◆ **Instructions to follow**
Please retype the data in full and exactly; the pictures are not part of the copy.
═════ Data extract
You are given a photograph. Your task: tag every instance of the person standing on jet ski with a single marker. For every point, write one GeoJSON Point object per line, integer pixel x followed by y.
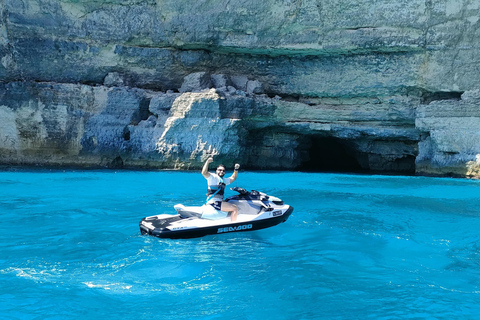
{"type": "Point", "coordinates": [216, 188]}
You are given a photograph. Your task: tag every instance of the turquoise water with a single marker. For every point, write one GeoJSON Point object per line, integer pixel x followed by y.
{"type": "Point", "coordinates": [356, 247]}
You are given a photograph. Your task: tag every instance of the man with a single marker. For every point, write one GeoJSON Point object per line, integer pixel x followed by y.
{"type": "Point", "coordinates": [216, 188]}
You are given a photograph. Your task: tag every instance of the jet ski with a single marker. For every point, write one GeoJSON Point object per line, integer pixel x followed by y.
{"type": "Point", "coordinates": [256, 210]}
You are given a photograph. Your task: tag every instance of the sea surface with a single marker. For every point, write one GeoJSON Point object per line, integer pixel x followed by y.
{"type": "Point", "coordinates": [355, 247]}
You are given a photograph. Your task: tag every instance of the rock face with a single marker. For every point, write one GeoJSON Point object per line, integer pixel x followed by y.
{"type": "Point", "coordinates": [388, 86]}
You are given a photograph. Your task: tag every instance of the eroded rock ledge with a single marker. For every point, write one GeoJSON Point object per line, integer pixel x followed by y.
{"type": "Point", "coordinates": [230, 118]}
{"type": "Point", "coordinates": [389, 86]}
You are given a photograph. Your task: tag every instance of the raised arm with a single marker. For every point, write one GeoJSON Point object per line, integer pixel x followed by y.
{"type": "Point", "coordinates": [205, 172]}
{"type": "Point", "coordinates": [234, 176]}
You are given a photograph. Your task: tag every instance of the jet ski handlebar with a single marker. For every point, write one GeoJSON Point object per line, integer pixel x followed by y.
{"type": "Point", "coordinates": [240, 190]}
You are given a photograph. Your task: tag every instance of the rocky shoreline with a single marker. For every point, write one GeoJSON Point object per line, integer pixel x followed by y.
{"type": "Point", "coordinates": [350, 86]}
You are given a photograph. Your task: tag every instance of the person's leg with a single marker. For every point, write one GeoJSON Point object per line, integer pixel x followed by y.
{"type": "Point", "coordinates": [228, 207]}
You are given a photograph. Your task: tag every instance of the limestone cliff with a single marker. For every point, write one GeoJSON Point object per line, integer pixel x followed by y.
{"type": "Point", "coordinates": [317, 85]}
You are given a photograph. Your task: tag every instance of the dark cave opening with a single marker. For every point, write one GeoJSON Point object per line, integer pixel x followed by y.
{"type": "Point", "coordinates": [329, 154]}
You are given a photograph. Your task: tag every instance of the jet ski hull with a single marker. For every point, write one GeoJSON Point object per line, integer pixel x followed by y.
{"type": "Point", "coordinates": [154, 227]}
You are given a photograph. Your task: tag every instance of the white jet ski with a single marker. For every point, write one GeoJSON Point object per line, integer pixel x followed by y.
{"type": "Point", "coordinates": [256, 210]}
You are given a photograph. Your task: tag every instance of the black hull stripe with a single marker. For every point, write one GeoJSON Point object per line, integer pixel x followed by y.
{"type": "Point", "coordinates": [200, 232]}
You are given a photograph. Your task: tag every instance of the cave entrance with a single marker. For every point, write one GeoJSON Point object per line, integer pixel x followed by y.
{"type": "Point", "coordinates": [329, 154]}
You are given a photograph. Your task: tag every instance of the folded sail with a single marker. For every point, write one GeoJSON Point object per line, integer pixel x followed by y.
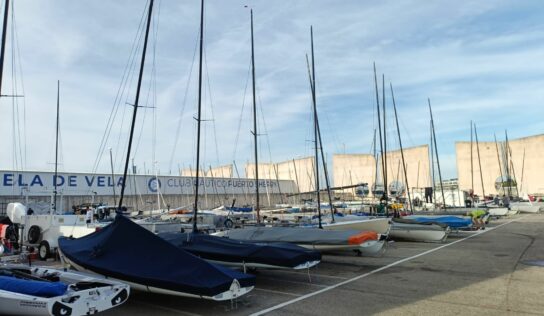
{"type": "Point", "coordinates": [126, 251]}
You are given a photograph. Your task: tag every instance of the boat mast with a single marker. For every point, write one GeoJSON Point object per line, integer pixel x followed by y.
{"type": "Point", "coordinates": [54, 209]}
{"type": "Point", "coordinates": [257, 207]}
{"type": "Point", "coordinates": [500, 167]}
{"type": "Point", "coordinates": [320, 143]}
{"type": "Point", "coordinates": [471, 166]}
{"type": "Point", "coordinates": [316, 139]}
{"type": "Point", "coordinates": [401, 150]}
{"type": "Point", "coordinates": [522, 170]}
{"type": "Point", "coordinates": [379, 129]}
{"type": "Point", "coordinates": [385, 186]}
{"type": "Point", "coordinates": [479, 160]}
{"type": "Point", "coordinates": [136, 100]}
{"type": "Point", "coordinates": [113, 178]}
{"type": "Point", "coordinates": [436, 151]}
{"type": "Point", "coordinates": [3, 48]}
{"type": "Point", "coordinates": [198, 120]}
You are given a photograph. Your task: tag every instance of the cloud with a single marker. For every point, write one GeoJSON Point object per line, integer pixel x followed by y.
{"type": "Point", "coordinates": [478, 61]}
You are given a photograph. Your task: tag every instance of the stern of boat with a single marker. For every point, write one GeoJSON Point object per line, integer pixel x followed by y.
{"type": "Point", "coordinates": [235, 291]}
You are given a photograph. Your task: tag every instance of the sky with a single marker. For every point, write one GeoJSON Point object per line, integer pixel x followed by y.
══════════
◆ **Reply**
You are given a photograph. Your task: tag every instance of the person standing on jet ski with a single marker. For every point, write one GeoJSON Point object per line, integer pixel x followed by y.
{"type": "Point", "coordinates": [216, 188]}
You are given a photograph. Your task: tag every instance of the turquoise water with a single marker. For every point, write one GeoJSON Point object per line, integer pixel x followed by y.
{"type": "Point", "coordinates": [356, 247]}
You are given a photograph. Your task: tag every instance of the man with a single marker. For every point, write one GeoJSON Point object per line, integer pixel x followed by y.
{"type": "Point", "coordinates": [216, 188]}
You are given a photograph. Your task: tag every instance of the jet ski with a single marker. For every point, write one GeoJSON Point object per line, integer pixel x followed by y.
{"type": "Point", "coordinates": [256, 210]}
You are given a photograph. Your task: tag every instance of the sea surface with a single marker. For every point, write one GeoJSON Point object per line, integer pixel x followed by y.
{"type": "Point", "coordinates": [355, 247]}
You are given a photograph. Your task: tag every instance of the rock face with a single marker. For every point, write one GeoJSON Point object per line, integer pixel x followed by y.
{"type": "Point", "coordinates": [388, 86]}
You are given a photograph. Your task: tag every instance of the eroded rock ledge with a single marker. For every point, write one GeoJSON Point object per line, integer pixel x followed by y.
{"type": "Point", "coordinates": [230, 118]}
{"type": "Point", "coordinates": [389, 86]}
You are given a photograph. Your task: tag every instance of the raised arm with a single marker. For every point, write one GeoJSON Point object per line, integer pixel x followed by y.
{"type": "Point", "coordinates": [205, 172]}
{"type": "Point", "coordinates": [234, 176]}
You are given a photograph. Your task: tag every instance of the jet ski handlebar with a single marker. For every point, write one GeoJSON Point object per line, integer pixel x followed by y.
{"type": "Point", "coordinates": [240, 190]}
You are given a photograph. Your task: tag every instance of the rocky shoreline with a single marker. For every point, write one GeoJSON Point object per line, integer pixel x followed by y.
{"type": "Point", "coordinates": [350, 86]}
You are given a photograph. Your task: tag every instance of the person's leg with a single marker. For every point, write one GeoJSON Point object per line, integer pixel x followed by y.
{"type": "Point", "coordinates": [228, 207]}
You are given a photograph. Your task: tag every instance of the limestone cliff with a single marker. For every point, write one GeoJSON Point object per line, integer pixel x followed by y.
{"type": "Point", "coordinates": [317, 85]}
You are given a photograph. Your task: tag every instance of the dark cave opening with a single marker. For every point, write one GeoJSON Point object per line, integer pixel x followed by y.
{"type": "Point", "coordinates": [329, 154]}
You are given a photograph. Your task: tag every instance of the jet ski hull with a single marker. For every point, write one GeoJSON Point object per line, integer pixel x followed by y.
{"type": "Point", "coordinates": [154, 227]}
You are given a photograph. Your task: tag every instance of the white jet ski with a single marker. For every point, write one GeoJSON Point object per line, integer pixel x followed by y.
{"type": "Point", "coordinates": [256, 210]}
You are given a photograph. Your task: tag every instance of the black hull stripe with a single marker. For every point, write one GeoJSON Point object per line, integer pixel x followed by y.
{"type": "Point", "coordinates": [200, 232]}
You are given a photograph. Your task: tag every instance of the cave entrance with a single marker. For every point, write one GeoJSON Point object per line, integer pixel x followed by y.
{"type": "Point", "coordinates": [329, 154]}
You are given a photograph. Your task: tag every instance of the folded sail with a single marker. For every point, write one GeoJSON Point object per line, integer pixel x followed by y.
{"type": "Point", "coordinates": [126, 251]}
You are given a photograph. Your task: tag every instance of the boat mast with a single marker. For every point, write one GeoJSON Point object per line, integer pixel x followed by y.
{"type": "Point", "coordinates": [54, 209]}
{"type": "Point", "coordinates": [257, 207]}
{"type": "Point", "coordinates": [500, 167]}
{"type": "Point", "coordinates": [320, 143]}
{"type": "Point", "coordinates": [471, 166]}
{"type": "Point", "coordinates": [316, 139]}
{"type": "Point", "coordinates": [401, 150]}
{"type": "Point", "coordinates": [522, 170]}
{"type": "Point", "coordinates": [379, 129]}
{"type": "Point", "coordinates": [385, 186]}
{"type": "Point", "coordinates": [479, 160]}
{"type": "Point", "coordinates": [136, 100]}
{"type": "Point", "coordinates": [113, 178]}
{"type": "Point", "coordinates": [436, 151]}
{"type": "Point", "coordinates": [3, 48]}
{"type": "Point", "coordinates": [198, 120]}
You are given a photograph. Your task: tag every instance of the cloud with a single marker. For every point, write one GeoJSON Point object per line, integer pixel x followed by y.
{"type": "Point", "coordinates": [478, 61]}
You are given a photograph. Your task: tag every instance of the stern of boat with a single marker. For every point, write one GeoJSON Point object per line, integer pixel x followed by y.
{"type": "Point", "coordinates": [235, 291]}
You are given a photograph. Your task: tag every instance of the sky with a single marker. For every point, write one GeoJSON Point object per line, integer pixel x followed by y.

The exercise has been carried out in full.